Give the records starting at the line containing "Return the outline of every instance of the fence" and ending at the line containing "M 23 241 L 21" as a two-column CSV with the columns text and answer. Each text and its answer take one row, with every field quoted and line breaks turned into spaces.

### Input material
● ● ●
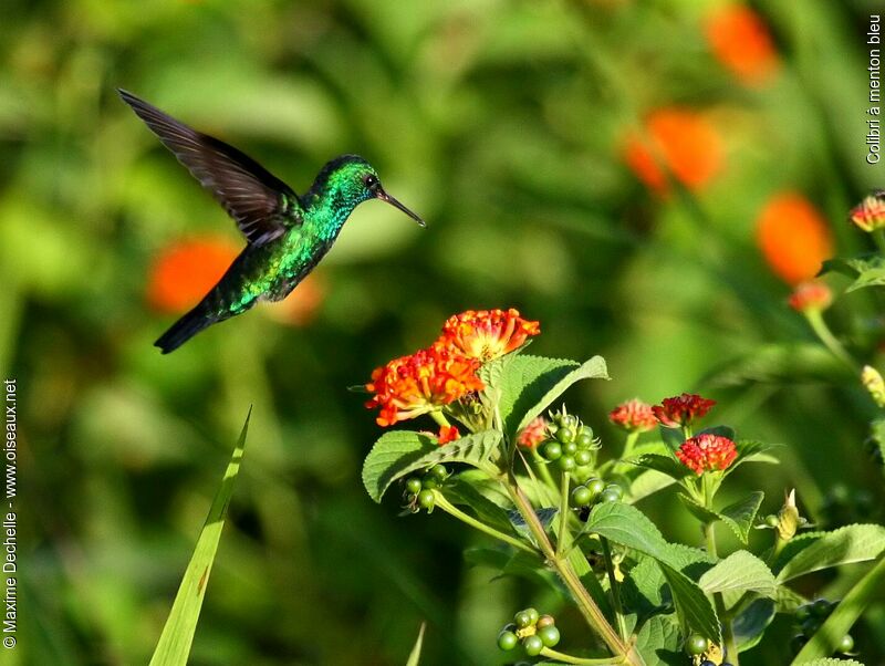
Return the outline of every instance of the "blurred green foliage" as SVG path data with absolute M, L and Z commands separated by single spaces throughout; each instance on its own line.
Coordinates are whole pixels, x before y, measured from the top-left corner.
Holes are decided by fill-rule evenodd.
● ● ●
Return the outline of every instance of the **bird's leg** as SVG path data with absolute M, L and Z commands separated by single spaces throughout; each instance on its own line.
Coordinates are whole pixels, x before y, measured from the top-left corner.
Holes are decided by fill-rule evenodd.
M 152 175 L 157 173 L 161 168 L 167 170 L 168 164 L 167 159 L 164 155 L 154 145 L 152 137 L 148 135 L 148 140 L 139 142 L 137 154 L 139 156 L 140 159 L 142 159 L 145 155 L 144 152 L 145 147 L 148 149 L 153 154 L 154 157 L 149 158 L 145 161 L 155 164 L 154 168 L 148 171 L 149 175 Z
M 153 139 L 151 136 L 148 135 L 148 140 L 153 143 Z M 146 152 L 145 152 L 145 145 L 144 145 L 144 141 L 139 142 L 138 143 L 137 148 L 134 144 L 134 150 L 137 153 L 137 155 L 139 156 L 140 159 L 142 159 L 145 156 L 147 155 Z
● ● ●
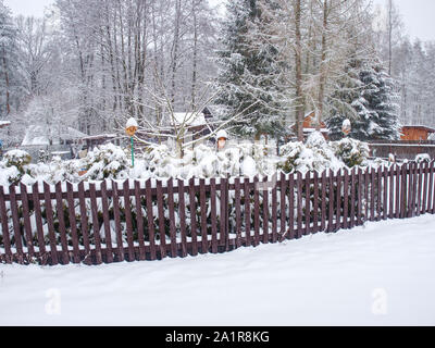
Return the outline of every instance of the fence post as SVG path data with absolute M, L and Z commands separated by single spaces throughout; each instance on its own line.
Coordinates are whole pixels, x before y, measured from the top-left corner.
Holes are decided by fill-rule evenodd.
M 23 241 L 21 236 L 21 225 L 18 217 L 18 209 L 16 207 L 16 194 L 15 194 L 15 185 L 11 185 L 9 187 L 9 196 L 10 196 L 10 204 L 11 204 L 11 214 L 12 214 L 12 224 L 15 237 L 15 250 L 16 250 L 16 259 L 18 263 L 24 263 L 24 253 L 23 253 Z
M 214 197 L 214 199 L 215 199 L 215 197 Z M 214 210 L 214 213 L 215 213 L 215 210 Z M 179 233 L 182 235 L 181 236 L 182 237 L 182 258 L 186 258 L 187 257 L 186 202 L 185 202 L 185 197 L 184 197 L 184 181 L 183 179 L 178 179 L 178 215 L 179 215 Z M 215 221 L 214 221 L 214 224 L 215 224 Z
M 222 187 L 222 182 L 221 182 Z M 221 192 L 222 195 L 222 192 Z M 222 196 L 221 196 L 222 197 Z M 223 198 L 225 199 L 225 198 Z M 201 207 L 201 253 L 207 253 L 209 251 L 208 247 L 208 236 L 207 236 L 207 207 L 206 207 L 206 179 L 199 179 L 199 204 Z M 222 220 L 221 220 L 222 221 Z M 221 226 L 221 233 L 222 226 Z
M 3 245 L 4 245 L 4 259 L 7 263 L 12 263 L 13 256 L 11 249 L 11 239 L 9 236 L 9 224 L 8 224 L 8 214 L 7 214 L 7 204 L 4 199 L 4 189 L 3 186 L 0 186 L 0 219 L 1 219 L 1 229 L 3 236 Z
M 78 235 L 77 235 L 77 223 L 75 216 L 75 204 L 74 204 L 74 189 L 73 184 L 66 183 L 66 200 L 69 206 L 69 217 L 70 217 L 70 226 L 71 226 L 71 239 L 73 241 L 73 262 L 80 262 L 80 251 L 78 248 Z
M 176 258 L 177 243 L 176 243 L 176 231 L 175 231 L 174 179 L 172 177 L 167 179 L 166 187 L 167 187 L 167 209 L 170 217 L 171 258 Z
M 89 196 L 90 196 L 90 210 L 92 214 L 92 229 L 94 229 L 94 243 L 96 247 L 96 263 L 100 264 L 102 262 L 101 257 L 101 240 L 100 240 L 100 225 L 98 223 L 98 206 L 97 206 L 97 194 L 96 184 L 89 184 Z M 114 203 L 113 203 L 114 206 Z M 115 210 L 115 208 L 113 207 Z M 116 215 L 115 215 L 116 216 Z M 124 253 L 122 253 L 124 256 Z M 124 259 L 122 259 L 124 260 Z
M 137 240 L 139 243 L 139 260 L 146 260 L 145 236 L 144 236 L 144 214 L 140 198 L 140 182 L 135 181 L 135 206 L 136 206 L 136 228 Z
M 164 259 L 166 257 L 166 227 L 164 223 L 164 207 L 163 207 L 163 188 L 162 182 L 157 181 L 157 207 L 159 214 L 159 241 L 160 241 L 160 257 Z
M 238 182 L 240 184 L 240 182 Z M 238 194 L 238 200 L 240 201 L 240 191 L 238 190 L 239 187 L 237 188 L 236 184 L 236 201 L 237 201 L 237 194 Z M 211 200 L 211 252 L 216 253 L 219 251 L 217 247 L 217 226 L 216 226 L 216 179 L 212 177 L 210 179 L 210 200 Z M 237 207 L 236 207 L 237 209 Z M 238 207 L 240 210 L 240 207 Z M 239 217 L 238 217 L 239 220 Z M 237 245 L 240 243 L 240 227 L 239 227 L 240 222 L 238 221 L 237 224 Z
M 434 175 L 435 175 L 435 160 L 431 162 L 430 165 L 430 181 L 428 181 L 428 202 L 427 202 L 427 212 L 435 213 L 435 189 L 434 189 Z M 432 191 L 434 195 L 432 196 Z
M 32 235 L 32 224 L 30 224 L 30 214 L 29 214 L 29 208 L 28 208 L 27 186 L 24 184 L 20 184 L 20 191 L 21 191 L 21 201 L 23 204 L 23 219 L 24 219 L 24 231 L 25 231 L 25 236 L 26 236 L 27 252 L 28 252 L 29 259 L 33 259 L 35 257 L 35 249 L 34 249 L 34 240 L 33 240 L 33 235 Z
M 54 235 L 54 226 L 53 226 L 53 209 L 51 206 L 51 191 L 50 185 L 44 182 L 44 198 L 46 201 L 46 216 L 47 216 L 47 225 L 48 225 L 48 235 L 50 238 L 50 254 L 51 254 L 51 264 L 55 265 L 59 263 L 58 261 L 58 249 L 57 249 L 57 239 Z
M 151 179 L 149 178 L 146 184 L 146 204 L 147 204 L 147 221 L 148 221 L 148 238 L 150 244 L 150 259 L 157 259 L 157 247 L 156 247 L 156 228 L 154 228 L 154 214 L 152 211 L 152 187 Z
● ● ●
### Answer to this exercise
text,answer
"Return the outline of every instance of the fence post as SVG path data with absolute M, L and Z commands separated by single spaces throughout; each instance on its own line. Coordinates are whole pixels, x before y, measured from the top-left corner. Holes are decided by fill-rule evenodd.","M 23 241 L 21 236 L 21 225 L 18 217 L 18 209 L 16 207 L 16 194 L 15 194 L 15 185 L 11 185 L 9 187 L 9 196 L 10 196 L 10 204 L 11 204 L 11 214 L 12 214 L 12 224 L 15 237 L 15 250 L 16 250 L 16 259 L 18 263 L 24 263 L 24 253 L 23 253 Z"